*Problem statement:*
Turn the rows from the line containing "left hand in the photo above." through the line containing "x=206, y=42" into a two-column CSV with the headers input and output, one line per row. Put each row's text and its answer in one quoted field each, with line breaks replaced by spaces.

[Point-based annotation data]
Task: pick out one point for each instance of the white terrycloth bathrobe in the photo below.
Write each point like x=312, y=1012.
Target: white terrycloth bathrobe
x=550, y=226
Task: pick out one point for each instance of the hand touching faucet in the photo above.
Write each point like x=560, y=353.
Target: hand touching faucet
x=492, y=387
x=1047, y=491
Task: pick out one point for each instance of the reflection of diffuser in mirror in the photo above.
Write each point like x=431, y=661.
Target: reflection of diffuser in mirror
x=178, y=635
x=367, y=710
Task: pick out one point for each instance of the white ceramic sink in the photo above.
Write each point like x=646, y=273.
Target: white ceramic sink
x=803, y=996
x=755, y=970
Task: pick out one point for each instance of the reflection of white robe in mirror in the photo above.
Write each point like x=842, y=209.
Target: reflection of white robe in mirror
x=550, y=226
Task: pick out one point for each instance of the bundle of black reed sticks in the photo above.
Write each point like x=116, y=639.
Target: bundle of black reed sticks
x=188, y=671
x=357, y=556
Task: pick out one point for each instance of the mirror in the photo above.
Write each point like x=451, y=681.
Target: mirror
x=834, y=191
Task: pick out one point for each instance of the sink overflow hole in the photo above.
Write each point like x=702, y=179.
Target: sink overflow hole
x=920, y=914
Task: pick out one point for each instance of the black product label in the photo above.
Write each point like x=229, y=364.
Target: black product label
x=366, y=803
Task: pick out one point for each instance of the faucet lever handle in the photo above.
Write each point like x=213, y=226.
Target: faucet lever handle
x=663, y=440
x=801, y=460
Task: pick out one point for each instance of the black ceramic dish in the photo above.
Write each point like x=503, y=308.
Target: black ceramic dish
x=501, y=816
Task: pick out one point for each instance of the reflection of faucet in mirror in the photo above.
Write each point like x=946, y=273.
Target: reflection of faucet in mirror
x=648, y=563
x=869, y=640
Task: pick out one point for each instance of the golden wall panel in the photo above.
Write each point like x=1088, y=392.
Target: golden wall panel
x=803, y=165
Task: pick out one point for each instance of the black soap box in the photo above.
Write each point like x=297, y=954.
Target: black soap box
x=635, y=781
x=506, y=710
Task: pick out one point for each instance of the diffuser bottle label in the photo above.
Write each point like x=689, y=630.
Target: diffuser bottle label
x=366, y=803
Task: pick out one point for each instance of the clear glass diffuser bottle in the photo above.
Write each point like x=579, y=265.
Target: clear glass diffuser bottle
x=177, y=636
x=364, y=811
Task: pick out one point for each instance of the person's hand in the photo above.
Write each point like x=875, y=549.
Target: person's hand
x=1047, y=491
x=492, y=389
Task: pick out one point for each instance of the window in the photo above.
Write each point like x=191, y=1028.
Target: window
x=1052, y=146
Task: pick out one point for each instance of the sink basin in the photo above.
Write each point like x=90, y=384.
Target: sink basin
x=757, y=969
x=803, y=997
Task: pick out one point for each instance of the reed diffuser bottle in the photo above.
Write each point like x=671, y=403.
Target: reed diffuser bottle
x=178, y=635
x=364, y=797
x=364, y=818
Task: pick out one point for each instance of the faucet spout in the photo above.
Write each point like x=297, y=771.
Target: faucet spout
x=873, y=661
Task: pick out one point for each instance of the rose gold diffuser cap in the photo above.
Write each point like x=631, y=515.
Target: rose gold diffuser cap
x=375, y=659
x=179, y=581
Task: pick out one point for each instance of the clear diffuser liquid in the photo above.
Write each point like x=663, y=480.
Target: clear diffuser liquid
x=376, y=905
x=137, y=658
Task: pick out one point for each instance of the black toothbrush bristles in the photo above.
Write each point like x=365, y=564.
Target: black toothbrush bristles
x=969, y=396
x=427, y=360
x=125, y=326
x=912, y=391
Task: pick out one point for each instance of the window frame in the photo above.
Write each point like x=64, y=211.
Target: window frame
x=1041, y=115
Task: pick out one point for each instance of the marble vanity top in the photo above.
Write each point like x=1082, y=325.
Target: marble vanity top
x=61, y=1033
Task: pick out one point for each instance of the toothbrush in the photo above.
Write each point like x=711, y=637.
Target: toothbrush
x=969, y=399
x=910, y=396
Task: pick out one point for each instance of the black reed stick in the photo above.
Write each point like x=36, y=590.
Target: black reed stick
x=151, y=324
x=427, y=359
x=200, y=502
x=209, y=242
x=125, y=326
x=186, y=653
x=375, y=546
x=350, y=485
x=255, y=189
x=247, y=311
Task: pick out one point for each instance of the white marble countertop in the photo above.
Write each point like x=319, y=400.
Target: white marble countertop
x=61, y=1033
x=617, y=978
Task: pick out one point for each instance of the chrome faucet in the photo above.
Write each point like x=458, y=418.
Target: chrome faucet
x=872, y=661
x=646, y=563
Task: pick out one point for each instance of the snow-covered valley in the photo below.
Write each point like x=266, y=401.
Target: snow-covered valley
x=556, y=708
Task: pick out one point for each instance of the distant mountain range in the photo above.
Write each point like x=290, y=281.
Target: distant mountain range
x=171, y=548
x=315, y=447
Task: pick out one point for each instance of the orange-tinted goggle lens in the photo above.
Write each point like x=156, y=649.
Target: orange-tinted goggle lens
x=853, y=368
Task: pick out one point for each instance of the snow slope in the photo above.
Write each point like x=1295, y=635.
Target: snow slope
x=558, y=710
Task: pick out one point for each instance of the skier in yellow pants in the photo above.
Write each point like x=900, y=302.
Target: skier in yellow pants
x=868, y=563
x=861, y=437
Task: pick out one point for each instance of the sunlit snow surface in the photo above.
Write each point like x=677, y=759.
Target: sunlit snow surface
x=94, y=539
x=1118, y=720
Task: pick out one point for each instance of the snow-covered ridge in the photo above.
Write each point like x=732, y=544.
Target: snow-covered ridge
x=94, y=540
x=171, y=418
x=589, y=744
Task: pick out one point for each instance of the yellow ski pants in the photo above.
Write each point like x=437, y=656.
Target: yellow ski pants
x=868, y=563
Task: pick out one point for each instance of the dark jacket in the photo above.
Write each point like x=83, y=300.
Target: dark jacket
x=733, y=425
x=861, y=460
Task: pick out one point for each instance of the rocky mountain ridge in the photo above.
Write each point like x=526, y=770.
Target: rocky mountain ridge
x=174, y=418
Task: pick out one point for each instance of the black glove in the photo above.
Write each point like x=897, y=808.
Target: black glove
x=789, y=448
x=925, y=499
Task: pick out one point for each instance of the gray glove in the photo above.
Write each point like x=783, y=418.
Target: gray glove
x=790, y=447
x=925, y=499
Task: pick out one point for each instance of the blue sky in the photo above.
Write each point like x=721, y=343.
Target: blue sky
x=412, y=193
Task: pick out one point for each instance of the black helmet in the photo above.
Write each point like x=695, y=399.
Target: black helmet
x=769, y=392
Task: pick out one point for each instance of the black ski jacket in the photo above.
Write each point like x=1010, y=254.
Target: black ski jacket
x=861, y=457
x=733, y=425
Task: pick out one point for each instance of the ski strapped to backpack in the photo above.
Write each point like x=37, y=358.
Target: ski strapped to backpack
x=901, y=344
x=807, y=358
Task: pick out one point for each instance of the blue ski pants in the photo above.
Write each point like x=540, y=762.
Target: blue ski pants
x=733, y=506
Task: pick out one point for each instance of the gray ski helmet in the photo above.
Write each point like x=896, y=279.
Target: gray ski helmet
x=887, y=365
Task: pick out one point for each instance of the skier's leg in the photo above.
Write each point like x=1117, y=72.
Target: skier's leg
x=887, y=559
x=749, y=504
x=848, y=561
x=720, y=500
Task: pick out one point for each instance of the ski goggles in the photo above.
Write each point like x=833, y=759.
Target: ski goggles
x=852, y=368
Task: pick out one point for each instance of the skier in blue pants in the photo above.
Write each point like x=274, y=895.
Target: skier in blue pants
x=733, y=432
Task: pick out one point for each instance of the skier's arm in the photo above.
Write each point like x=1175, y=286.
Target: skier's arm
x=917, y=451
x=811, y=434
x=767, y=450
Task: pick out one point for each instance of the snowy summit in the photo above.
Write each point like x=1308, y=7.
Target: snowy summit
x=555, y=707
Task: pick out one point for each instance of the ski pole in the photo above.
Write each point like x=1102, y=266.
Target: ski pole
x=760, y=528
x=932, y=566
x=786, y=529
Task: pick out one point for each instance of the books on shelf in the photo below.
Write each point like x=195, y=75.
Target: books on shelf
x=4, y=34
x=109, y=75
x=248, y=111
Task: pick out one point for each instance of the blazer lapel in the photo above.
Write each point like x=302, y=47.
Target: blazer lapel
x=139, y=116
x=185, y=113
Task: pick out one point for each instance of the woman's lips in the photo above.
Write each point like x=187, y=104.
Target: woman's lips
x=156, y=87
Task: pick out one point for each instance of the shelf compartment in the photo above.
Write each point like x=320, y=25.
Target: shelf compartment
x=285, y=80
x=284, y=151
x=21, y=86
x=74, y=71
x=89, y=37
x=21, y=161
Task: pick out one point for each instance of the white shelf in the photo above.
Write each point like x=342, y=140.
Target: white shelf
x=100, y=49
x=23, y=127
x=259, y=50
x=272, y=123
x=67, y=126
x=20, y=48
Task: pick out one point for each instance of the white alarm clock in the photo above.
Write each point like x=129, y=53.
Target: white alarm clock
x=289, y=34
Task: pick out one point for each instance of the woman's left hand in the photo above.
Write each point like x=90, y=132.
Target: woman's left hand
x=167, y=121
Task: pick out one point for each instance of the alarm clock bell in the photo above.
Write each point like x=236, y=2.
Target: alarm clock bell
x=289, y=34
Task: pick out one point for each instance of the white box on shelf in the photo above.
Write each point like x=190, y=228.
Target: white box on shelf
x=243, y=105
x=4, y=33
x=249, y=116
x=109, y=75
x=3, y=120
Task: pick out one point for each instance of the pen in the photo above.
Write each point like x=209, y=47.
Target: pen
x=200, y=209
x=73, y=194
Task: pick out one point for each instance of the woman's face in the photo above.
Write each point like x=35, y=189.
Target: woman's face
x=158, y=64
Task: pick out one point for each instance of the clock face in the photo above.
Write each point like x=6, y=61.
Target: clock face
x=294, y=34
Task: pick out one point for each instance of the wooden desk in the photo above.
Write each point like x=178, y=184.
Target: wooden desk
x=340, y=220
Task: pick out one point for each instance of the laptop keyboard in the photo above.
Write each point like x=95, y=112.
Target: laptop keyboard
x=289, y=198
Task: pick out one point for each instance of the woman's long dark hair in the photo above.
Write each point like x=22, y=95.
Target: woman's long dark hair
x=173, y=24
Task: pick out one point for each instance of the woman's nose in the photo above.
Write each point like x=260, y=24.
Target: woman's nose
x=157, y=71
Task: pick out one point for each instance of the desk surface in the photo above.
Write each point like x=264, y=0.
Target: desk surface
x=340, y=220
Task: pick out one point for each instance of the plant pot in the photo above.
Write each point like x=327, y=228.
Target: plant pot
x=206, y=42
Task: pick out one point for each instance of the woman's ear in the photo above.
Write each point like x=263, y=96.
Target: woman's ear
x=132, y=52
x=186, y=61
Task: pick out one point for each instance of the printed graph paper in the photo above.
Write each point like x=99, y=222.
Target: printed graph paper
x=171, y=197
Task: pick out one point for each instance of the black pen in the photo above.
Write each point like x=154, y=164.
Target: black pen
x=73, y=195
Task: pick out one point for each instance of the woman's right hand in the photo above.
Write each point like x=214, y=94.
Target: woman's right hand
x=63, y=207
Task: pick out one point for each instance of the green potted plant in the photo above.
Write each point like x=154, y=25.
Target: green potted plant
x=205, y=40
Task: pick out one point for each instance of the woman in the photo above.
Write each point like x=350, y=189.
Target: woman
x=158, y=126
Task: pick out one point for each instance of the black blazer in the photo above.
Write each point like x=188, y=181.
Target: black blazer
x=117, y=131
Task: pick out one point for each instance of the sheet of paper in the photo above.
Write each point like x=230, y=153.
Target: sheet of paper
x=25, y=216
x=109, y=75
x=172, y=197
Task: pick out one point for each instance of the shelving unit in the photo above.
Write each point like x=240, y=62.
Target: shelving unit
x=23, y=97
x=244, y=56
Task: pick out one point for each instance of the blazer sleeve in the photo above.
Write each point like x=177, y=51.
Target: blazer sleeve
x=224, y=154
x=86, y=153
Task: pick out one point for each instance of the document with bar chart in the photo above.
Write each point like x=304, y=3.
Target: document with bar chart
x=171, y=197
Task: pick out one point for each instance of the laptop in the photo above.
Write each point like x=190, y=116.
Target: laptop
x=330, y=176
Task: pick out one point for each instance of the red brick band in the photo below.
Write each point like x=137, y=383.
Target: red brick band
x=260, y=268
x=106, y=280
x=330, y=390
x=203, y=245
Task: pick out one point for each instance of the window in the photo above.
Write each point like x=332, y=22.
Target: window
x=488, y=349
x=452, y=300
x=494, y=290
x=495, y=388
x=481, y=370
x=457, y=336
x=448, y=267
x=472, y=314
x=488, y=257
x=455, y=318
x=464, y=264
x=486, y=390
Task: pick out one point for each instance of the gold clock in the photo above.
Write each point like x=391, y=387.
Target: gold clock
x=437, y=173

*Final result:*
input,output
"Task: pick out one point for each instance of the woman's left hand in the photo above. Write each point like x=90, y=132. Target: woman's left hand","x=167, y=121"
"Task: pick out one point for each instance of the alarm clock bell in the photo above. Write each point like x=236, y=2. Target: alarm clock bell","x=289, y=34"
"Task: pick out one point for each instance of the white box on shelf in the photo above. Write each point like x=190, y=228. Target: white box on shelf","x=243, y=105 x=4, y=33 x=249, y=116 x=109, y=75 x=3, y=120"
"Task: pick out one point for each instance of the pen in the photo above. Write each point like x=209, y=47. Target: pen","x=200, y=209 x=73, y=194"
"Task: pick out one point for each instance of the woman's face in the photo above. Write each point like x=35, y=189. Target: woman's face","x=158, y=64"
"Task: pick out one point for each instance of the clock face in the photo above. Write each point like x=6, y=61. Target: clock face","x=294, y=34"
"Task: pick out one point for each instance of the wooden desk in the photo above. Write each point like x=178, y=184. Target: wooden desk","x=340, y=220"
"Task: pick out one point for each instance of the laptop keyboard in the photo above. Write each point like x=95, y=112. Target: laptop keyboard","x=289, y=198"
"Task: pick out one point for each instance of the woman's long dark hair in the photo above. Write each point like x=22, y=95. Target: woman's long dark hair","x=173, y=24"
"Task: pick out one point for each instance of the woman's nose in the photo above. Write each point like x=260, y=24. Target: woman's nose","x=157, y=71"
"Task: pick out one point for each instance of the desk surface in the photo above. Write each point like x=264, y=0. Target: desk surface","x=340, y=220"
"Task: pick out one point for each instance of the plant pot in the photo above. Write each point like x=327, y=228. Target: plant pot","x=206, y=42"